▶ **Assignment**:
Only the lines from the one containing "If you would be willing to tag the road" through the final line of the material below should be output, exactly as they stand.

▶ **Excerpted data**:

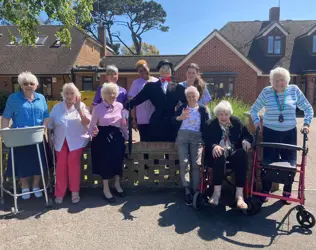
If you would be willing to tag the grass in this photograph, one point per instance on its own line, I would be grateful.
(238, 105)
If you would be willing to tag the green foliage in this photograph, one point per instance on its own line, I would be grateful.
(147, 49)
(239, 108)
(3, 99)
(25, 14)
(137, 16)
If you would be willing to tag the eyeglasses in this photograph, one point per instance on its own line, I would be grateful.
(29, 84)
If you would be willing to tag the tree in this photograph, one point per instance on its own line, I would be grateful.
(142, 17)
(138, 16)
(25, 14)
(147, 50)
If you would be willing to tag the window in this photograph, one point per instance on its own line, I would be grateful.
(40, 40)
(45, 86)
(274, 45)
(15, 85)
(87, 83)
(314, 44)
(220, 87)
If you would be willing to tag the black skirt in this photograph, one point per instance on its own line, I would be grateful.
(107, 152)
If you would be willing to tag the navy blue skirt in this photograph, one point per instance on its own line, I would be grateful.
(26, 161)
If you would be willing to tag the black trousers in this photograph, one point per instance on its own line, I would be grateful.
(143, 131)
(275, 154)
(238, 162)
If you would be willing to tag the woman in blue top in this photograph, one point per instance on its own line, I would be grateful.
(26, 109)
(194, 79)
(279, 121)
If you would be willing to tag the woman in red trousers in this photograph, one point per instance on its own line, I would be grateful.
(69, 122)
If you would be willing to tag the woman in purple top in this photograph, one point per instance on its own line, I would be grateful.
(111, 76)
(108, 146)
(143, 111)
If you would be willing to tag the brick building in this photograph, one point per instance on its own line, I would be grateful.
(50, 60)
(236, 60)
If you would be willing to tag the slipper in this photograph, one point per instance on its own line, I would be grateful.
(241, 204)
(75, 198)
(26, 196)
(38, 194)
(59, 200)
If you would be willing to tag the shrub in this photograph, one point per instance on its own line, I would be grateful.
(3, 99)
(239, 108)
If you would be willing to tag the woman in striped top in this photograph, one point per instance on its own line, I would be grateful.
(279, 121)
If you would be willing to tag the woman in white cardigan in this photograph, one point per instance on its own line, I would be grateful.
(69, 121)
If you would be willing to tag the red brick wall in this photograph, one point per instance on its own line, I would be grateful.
(89, 54)
(215, 56)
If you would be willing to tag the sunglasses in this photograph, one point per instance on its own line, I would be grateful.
(29, 84)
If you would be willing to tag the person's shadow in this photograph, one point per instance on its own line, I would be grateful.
(89, 198)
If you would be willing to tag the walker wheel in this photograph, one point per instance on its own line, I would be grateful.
(305, 219)
(254, 205)
(14, 211)
(198, 200)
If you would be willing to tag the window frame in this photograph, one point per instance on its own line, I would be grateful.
(83, 81)
(272, 42)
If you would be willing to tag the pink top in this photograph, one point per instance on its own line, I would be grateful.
(105, 114)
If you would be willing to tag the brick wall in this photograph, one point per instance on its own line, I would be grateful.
(215, 56)
(89, 54)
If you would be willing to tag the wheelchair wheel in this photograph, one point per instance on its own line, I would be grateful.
(198, 200)
(254, 205)
(305, 219)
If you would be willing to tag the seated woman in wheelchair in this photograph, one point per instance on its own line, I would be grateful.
(280, 101)
(227, 140)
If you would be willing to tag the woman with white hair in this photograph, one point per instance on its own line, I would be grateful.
(190, 120)
(26, 109)
(108, 146)
(280, 101)
(112, 75)
(227, 140)
(69, 122)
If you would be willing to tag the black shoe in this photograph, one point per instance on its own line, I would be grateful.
(109, 200)
(120, 194)
(188, 199)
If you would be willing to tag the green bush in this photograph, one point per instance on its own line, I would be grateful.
(3, 99)
(239, 108)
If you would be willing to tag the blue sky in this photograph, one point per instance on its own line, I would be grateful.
(190, 21)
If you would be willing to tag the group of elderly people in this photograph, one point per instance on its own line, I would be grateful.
(226, 139)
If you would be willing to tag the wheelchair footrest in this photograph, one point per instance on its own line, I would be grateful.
(286, 166)
(278, 172)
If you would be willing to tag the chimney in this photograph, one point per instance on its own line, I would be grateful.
(274, 14)
(102, 39)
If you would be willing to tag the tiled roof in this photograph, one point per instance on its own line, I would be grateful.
(297, 57)
(41, 59)
(128, 63)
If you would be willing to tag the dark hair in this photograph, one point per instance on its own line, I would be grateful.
(198, 82)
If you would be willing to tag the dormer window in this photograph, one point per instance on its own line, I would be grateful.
(40, 40)
(274, 45)
(314, 44)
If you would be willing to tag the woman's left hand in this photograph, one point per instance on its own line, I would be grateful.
(246, 145)
(77, 103)
(305, 128)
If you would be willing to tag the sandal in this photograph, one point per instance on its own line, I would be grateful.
(59, 200)
(75, 198)
(241, 204)
(214, 200)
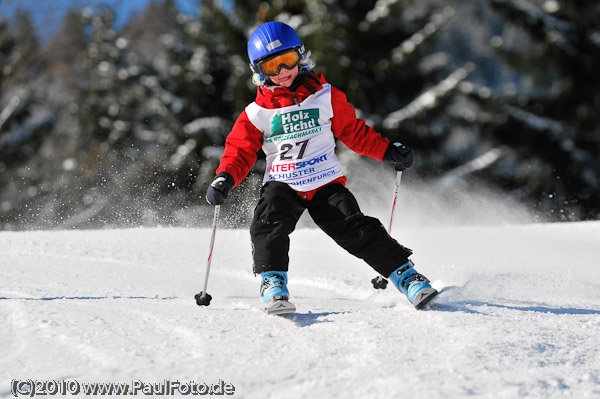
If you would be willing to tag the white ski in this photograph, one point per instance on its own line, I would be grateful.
(280, 307)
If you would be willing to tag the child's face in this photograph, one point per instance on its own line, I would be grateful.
(285, 77)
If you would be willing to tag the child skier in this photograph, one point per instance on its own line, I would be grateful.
(295, 119)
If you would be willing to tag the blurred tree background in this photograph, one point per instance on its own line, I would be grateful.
(104, 125)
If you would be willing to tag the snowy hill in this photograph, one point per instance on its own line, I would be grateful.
(519, 314)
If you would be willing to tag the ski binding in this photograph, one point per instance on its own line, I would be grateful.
(424, 297)
(279, 307)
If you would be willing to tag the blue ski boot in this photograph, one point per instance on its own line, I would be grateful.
(274, 292)
(273, 287)
(414, 285)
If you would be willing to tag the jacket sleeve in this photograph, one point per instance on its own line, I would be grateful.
(241, 146)
(353, 132)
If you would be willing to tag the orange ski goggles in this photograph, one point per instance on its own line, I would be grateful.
(272, 66)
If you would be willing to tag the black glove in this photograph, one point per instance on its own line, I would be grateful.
(219, 188)
(399, 155)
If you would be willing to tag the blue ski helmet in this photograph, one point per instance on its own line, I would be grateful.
(271, 38)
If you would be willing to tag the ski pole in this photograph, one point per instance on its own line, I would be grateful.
(379, 282)
(202, 298)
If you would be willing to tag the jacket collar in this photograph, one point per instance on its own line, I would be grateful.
(305, 85)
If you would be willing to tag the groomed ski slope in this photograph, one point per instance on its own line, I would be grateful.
(518, 317)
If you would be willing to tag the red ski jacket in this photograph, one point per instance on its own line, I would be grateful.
(245, 140)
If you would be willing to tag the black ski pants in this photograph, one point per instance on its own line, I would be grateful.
(335, 210)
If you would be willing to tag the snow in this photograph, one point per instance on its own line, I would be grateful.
(518, 316)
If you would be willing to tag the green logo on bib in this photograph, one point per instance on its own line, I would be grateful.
(293, 122)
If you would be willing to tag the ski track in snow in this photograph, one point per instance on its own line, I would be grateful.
(518, 315)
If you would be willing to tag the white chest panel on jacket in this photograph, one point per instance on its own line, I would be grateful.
(298, 142)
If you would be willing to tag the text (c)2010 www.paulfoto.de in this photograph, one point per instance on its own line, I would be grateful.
(31, 388)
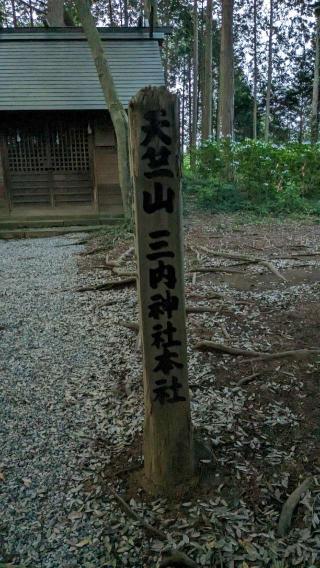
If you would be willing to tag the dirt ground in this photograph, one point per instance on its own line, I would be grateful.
(258, 421)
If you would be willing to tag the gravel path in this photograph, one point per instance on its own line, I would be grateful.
(53, 367)
(71, 418)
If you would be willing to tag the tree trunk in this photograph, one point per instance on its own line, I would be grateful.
(255, 70)
(125, 12)
(31, 13)
(118, 114)
(168, 444)
(14, 14)
(151, 9)
(268, 98)
(55, 13)
(207, 94)
(111, 13)
(226, 99)
(193, 144)
(315, 94)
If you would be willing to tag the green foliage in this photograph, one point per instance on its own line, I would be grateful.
(256, 176)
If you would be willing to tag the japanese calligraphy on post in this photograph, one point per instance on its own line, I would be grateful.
(154, 138)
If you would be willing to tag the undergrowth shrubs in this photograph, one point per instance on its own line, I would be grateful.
(264, 178)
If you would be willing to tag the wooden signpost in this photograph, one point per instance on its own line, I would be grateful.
(155, 161)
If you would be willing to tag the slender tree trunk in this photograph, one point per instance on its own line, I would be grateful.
(255, 70)
(31, 13)
(270, 62)
(226, 100)
(111, 13)
(118, 114)
(315, 94)
(195, 81)
(126, 13)
(14, 14)
(207, 95)
(151, 7)
(301, 124)
(190, 101)
(55, 13)
(183, 105)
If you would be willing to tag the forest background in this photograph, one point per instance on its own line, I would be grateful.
(247, 74)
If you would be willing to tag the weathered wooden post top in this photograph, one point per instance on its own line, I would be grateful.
(155, 150)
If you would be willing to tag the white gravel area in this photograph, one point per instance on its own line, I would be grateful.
(53, 368)
(71, 404)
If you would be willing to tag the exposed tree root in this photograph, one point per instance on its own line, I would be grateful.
(177, 560)
(156, 533)
(258, 356)
(133, 325)
(294, 354)
(211, 346)
(200, 310)
(207, 269)
(249, 259)
(93, 251)
(109, 285)
(120, 259)
(290, 505)
(249, 379)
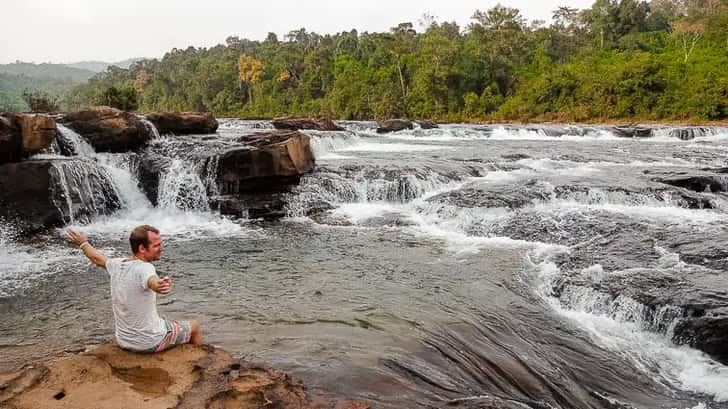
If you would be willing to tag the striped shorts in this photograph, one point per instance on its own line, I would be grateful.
(178, 333)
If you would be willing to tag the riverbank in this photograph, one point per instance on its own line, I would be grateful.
(184, 377)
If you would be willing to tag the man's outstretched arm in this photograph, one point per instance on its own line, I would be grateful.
(81, 240)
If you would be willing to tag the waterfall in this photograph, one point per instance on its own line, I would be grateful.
(150, 127)
(72, 143)
(181, 187)
(82, 189)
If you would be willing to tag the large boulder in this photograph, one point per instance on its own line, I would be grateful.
(254, 180)
(39, 194)
(704, 180)
(394, 125)
(183, 123)
(632, 131)
(427, 124)
(109, 129)
(691, 132)
(186, 377)
(22, 135)
(317, 124)
(39, 132)
(11, 139)
(269, 161)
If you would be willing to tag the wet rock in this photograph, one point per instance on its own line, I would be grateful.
(186, 377)
(269, 162)
(425, 124)
(394, 125)
(699, 183)
(492, 402)
(690, 133)
(632, 131)
(40, 194)
(109, 129)
(183, 123)
(22, 135)
(39, 132)
(294, 124)
(11, 139)
(269, 206)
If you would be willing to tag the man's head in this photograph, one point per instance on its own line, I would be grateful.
(146, 244)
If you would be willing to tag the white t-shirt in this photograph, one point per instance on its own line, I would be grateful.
(138, 326)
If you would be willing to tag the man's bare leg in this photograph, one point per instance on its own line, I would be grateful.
(196, 336)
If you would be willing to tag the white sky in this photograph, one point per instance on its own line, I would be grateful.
(113, 30)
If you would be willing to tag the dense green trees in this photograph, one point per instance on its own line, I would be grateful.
(620, 59)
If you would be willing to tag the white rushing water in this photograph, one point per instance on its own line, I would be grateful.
(620, 329)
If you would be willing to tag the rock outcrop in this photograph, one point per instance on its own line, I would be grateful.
(186, 377)
(294, 124)
(22, 135)
(394, 125)
(690, 133)
(253, 179)
(268, 161)
(11, 140)
(632, 131)
(109, 129)
(426, 124)
(706, 182)
(183, 123)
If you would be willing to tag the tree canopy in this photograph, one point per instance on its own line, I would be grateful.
(619, 59)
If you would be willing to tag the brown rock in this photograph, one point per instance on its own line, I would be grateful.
(394, 125)
(39, 132)
(317, 124)
(426, 124)
(183, 123)
(11, 139)
(271, 160)
(109, 129)
(186, 377)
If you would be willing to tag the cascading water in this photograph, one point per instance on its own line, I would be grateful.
(73, 143)
(545, 264)
(181, 187)
(150, 127)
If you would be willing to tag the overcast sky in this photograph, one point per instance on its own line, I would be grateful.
(75, 30)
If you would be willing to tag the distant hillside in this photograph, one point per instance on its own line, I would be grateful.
(98, 66)
(46, 71)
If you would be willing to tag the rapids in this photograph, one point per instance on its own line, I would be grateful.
(423, 268)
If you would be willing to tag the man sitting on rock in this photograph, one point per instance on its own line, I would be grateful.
(134, 288)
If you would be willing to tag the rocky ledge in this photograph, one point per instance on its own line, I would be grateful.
(185, 377)
(317, 124)
(183, 123)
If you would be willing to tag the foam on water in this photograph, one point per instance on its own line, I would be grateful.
(173, 223)
(22, 265)
(654, 353)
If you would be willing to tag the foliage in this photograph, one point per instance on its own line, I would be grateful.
(122, 98)
(619, 59)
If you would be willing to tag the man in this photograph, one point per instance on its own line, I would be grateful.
(134, 289)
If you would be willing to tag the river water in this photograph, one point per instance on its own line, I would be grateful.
(428, 281)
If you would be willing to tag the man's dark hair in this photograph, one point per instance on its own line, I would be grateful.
(140, 237)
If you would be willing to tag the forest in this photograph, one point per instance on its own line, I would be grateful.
(618, 60)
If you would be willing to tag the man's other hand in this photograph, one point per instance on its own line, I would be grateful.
(160, 285)
(76, 237)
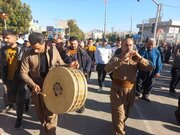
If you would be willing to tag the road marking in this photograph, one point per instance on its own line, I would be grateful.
(143, 119)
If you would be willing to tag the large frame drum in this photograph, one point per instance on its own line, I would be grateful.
(65, 89)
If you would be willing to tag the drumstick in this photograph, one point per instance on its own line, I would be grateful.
(44, 95)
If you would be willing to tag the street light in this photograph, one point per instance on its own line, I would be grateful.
(157, 17)
(3, 16)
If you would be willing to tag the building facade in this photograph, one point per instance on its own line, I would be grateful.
(168, 31)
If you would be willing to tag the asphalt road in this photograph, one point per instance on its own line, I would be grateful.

▶ **Exercise solution**:
If you would be willing to tag the road marking in this photograph, one point per instance on its own line, I would be grateful.
(143, 119)
If you would be willing to tag the large frame drum in this photograph, one point per instance on its own line, I would be grateful.
(65, 89)
If you would be willing to tag the drumstick in this photograph, one point per instance on its own line, I would be grateful.
(44, 95)
If you would be willing to tag the street light in this photograph, one point per instance on its own line, I would be grateful.
(157, 17)
(3, 16)
If you would be willing to tag the building facade in this photograph, one point per instance on its own line, I would be grateful.
(168, 31)
If you would be willing to tag the asphalt road in this photograph, one point per instance on its own line, I would be grateful.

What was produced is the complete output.